## Requirements
Please edit the data below by changing "one dot per instance" to "exactly one dot per instance" and leaving everything else unchanged.

## Record excerpts
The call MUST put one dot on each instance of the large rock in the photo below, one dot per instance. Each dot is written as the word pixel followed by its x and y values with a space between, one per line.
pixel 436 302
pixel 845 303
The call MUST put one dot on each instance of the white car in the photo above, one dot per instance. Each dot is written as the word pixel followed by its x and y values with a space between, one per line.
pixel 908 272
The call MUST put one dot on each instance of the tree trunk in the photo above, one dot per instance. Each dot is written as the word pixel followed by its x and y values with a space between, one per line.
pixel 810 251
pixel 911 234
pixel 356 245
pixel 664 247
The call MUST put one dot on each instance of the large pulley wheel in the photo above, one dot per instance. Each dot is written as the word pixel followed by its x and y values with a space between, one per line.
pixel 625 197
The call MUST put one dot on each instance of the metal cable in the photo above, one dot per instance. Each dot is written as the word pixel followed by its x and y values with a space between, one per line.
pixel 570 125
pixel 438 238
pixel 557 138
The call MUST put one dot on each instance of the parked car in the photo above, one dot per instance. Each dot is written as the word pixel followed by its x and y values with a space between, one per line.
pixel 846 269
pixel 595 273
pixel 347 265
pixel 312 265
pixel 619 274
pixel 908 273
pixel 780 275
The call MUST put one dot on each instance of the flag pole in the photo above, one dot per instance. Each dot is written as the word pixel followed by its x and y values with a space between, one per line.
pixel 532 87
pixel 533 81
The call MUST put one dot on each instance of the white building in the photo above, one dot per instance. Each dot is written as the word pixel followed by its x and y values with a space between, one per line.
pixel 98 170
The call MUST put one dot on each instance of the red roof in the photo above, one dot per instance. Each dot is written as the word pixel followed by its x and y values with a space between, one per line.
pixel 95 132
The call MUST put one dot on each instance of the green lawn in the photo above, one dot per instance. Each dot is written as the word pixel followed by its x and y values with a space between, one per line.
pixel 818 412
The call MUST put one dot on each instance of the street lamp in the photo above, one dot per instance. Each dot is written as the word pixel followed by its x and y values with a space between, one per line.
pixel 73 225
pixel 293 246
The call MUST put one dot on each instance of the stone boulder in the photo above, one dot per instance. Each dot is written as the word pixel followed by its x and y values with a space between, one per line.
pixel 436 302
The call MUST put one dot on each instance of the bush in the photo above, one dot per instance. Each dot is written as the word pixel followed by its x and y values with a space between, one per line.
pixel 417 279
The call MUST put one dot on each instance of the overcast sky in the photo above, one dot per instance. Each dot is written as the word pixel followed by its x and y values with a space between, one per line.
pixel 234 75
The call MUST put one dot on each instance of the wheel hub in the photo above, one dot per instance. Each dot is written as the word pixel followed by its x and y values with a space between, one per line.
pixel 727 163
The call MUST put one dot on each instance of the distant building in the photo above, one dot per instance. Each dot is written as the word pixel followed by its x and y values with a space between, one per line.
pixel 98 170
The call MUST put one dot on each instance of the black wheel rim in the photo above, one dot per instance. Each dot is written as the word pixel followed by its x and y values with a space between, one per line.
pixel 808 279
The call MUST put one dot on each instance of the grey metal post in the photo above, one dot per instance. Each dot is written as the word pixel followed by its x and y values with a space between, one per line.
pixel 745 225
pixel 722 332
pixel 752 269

## Response to the exercise
The call MUST put one dot on each instance of the large rock in the photo below, exactly one dot per instance. Each dot is written as the word pixel followed by its x and y values with a space between, one per line.
pixel 436 302
pixel 845 303
The call MUST put one dot on each instance of the white car in the photo above, exactly one dot per instance. Each dot is written as the word pixel followed by its x and y values with a space between, one per line.
pixel 908 272
The call MUST put one dot on each instance of the tree trunk in the photo above, exactly one dot per instance. Each dot is written as the word pixel followed by its x and y values with a space between, one per line.
pixel 810 251
pixel 911 234
pixel 356 245
pixel 664 247
The call MUST put one dot on each instance of the large pulley wheel in the photo above, exactly one dot per instance. Each dot is written as the word pixel followed by its x and y values with a space between, one per line.
pixel 625 197
The call MUST put one dot on each instance of the metal cable in the photo above, exactly one dot per instance. Each dot is written as the word pixel followed by its x and y values with a space between, one per line.
pixel 570 125
pixel 438 238
pixel 557 138
The call MUST put one dot on each instance of the parked car in the photo above, exactly one dot per instance. Each dot is written as the word pixel followed by its x and y values with a space between, one per line.
pixel 846 269
pixel 595 273
pixel 347 265
pixel 312 265
pixel 619 274
pixel 908 273
pixel 780 275
The call MUST put one dot on each instance of the flag pole in the photo above, exactly one dot per instance. Each dot is written as the word pixel followed by its x and y values with a space between, one per line.
pixel 532 87
pixel 533 81
The call MUST put one dot on each instance of the white building in the photo above, exactly one dot per instance. Each dot is written as the word pixel followed by its x and y values with a space between, one per line.
pixel 98 170
The call MUST put one dot on each instance of the red roof in the photo above, exactly one dot per instance. Each dot is written as the word pixel followed by its x and y values with a space between, one per line.
pixel 95 132
The call MUST put one dot on each instance of the green lawn in the photo above, exactly one dot per instance. Each dot is written as the word pixel followed by its x and y values with a space between, one per line.
pixel 818 412
The call MUST put one dot on each instance of the street lamp in the photo above, exactly one dot per instance. Each dot is written as the word pixel followed by its x and y values with a space between, one per line.
pixel 73 225
pixel 293 246
The call MUST put one dot on each instance of the stone boulder in the photo above, exactly one dot per instance. Each dot is written as the word pixel followed by its x and y values with a space between, one per line.
pixel 436 302
The call MUST put one dot on each instance of the bush in the photo above, exactly one dot per instance. Each dot is written as the word pixel followed by its x and y values with a space between, one per line.
pixel 417 279
The call MUST put one dot on each instance of the overcast sky in the photo above, exactly one dot per instance. Each dot is written as the word pixel followed by its x and y values with a space between, one per line.
pixel 234 75
The call MUST put one dot on each instance of the wheel hub in the photo above, exactly one dot per instance. Each dot is written as the word pixel followed by its x and y values with a space between, one per line.
pixel 727 163
The call MUST put one dot on each instance of the distant building in the photo above, exactly one dot per instance. Each dot is written as the word pixel followed by its x and y values with a space between, one per line.
pixel 98 170
The call MUST put one dot on each instance of the black wheel rim in the photo above, exactly one dot per instance. Each dot is written as the word pixel followed by its x and y values with a space between, one per line.
pixel 808 279
The call MUST put one dot on each instance of the grey metal post in the photo above, exactly one dot per instance. Each dot is written as the word pixel followed by its x and y values with a space between, one per line.
pixel 745 225
pixel 722 332
pixel 752 269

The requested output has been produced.